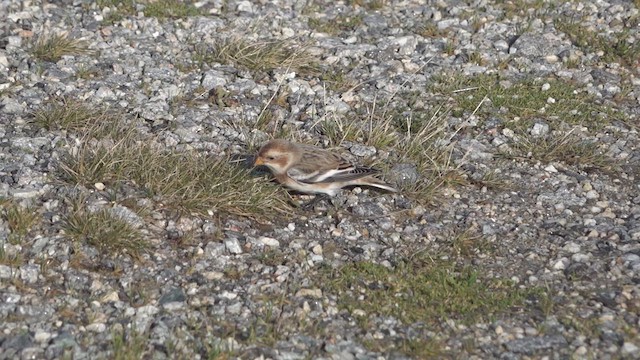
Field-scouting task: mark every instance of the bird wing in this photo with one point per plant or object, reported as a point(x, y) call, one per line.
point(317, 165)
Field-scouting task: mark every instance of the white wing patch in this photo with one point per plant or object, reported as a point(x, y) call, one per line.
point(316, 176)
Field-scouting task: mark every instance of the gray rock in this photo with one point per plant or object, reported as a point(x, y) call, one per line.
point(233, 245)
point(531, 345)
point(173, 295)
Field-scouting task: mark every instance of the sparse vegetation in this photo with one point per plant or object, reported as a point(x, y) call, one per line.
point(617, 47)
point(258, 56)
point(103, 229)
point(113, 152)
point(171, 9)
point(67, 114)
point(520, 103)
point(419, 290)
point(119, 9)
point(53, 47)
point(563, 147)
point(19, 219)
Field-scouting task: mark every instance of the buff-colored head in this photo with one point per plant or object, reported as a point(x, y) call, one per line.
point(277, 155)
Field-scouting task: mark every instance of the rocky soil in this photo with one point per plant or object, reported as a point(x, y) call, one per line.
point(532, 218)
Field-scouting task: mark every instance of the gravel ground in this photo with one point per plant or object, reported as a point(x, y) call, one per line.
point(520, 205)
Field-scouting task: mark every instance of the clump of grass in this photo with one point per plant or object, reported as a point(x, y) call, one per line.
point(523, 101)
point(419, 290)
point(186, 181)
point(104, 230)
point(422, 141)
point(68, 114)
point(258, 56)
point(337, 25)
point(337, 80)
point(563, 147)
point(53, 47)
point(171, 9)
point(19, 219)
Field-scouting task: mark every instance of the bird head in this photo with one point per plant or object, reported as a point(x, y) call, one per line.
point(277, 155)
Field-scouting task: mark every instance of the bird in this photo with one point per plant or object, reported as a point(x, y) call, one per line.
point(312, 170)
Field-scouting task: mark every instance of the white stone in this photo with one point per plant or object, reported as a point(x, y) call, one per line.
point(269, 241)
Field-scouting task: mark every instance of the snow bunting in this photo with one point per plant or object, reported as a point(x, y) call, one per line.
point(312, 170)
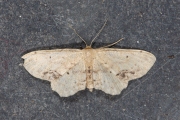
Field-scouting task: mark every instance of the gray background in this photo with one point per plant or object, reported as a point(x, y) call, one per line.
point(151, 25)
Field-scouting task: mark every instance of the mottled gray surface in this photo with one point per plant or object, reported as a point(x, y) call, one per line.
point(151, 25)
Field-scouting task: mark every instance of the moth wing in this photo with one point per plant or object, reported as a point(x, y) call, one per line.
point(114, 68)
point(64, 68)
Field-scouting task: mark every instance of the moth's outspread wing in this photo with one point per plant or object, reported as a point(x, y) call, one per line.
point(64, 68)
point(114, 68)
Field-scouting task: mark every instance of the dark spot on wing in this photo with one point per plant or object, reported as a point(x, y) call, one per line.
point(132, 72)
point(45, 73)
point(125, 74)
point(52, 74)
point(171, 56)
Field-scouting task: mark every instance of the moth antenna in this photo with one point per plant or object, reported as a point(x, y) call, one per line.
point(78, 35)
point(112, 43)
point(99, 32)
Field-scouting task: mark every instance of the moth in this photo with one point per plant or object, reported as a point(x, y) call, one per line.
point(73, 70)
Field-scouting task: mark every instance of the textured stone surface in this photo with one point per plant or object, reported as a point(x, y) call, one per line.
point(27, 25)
= = = = = = =
Task to carry out:
The data above needs to be retyped exactly, with the images left out.

Solution for this problem:
Field-scouting task: mark every instance of the bird wing in this photo with one point per plant or object, reported as a point(x, y) call, one per line.
point(317, 165)
Field-scouting task: mark every instance of the white wing patch in this photo with one point per plant or object, reported as a point(x, y) call, one per line.
point(316, 176)
Field-scouting task: mark every instance of the gray rock in this photo with one point per plant or object, reported as a point(x, y) call, one per line.
point(233, 245)
point(531, 345)
point(173, 295)
Field-scouting task: mark every instance of the sparse vegetation in this photo with one point per plant or object, reported as a point(x, y) call, one per line.
point(617, 47)
point(258, 56)
point(103, 229)
point(113, 152)
point(171, 9)
point(67, 114)
point(520, 103)
point(419, 290)
point(119, 9)
point(53, 47)
point(563, 147)
point(19, 219)
Field-scouting task: mark every instance of the buff-colored head in this photo with one point per plant or object, reported as a point(x, y) call, one per line.
point(277, 155)
Field-scouting task: mark every instance of the rocky soil in this photo with one point per plant or object, reported as a point(x, y) call, one per line.
point(532, 218)
Field-scouting task: mark every instance of the gravel ground in this photo with one point per plant or object, reported as a point(x, y) call, one per line.
point(520, 205)
Field-scouting task: mark every instance of the clump of grass in this photo with one point per plant or object, reported as a point(x, y) call, one per line.
point(523, 101)
point(419, 290)
point(186, 181)
point(104, 230)
point(422, 141)
point(68, 114)
point(258, 56)
point(337, 25)
point(337, 80)
point(563, 147)
point(53, 47)
point(171, 9)
point(19, 219)
Field-scouting task: mark every instance of the bird head in this photo with one point per plant or object, reported as a point(x, y) call, one per line.
point(277, 155)
Field-scouting task: mark every instance of the bird in this photo with one point per plant or object, reported as a point(x, y) call, one per line.
point(312, 170)
Field-scouting task: mark every instance of the white stone in this photo with one point per plant or object, reported as a point(x, y) call, one per line.
point(269, 241)
Field-scouting task: mark every instance of the snow bunting in this photo with one point per plant or object, reported as a point(x, y) call, one per line.
point(312, 170)
Field-scouting task: mark every instance of the gray background in this photo with one point per plant or object, reported as a point(x, y) call, one per line.
point(151, 25)
Field-scouting task: mark every instance of the mottled gray surface in this photo with one point per plant or object, reported as a point(x, y) call, one per line.
point(151, 25)
Field-scouting task: mark every instance of the moth wing in this photo with one point per plant or object, reported as a point(x, y) call, one per line.
point(114, 68)
point(64, 68)
Field-scouting task: mark every instance of the moth's outspread wing in this photo with one point per plant or object, reported as a point(x, y) call, one per line.
point(64, 68)
point(114, 68)
Field-scouting task: mark every instance of the dark spot on wing in this photo with one point per plant or object, reported as a point(x, y) call, one per line.
point(132, 72)
point(45, 73)
point(125, 74)
point(52, 74)
point(171, 56)
Field-scouting task: mark every instance of the moth antenna in this photo with one point per plant or object, reported as a point(x, y) call, one per line.
point(78, 35)
point(112, 43)
point(99, 32)
Field-scouting task: mark every instance of the moth in this photo with one point per plant or object, reported as a point(x, y) call, one per line.
point(73, 70)
Field-scouting task: mark every instance of the textured stone surface in this photo with one point per plant or object, reported as a point(x, y) call, one per line.
point(27, 25)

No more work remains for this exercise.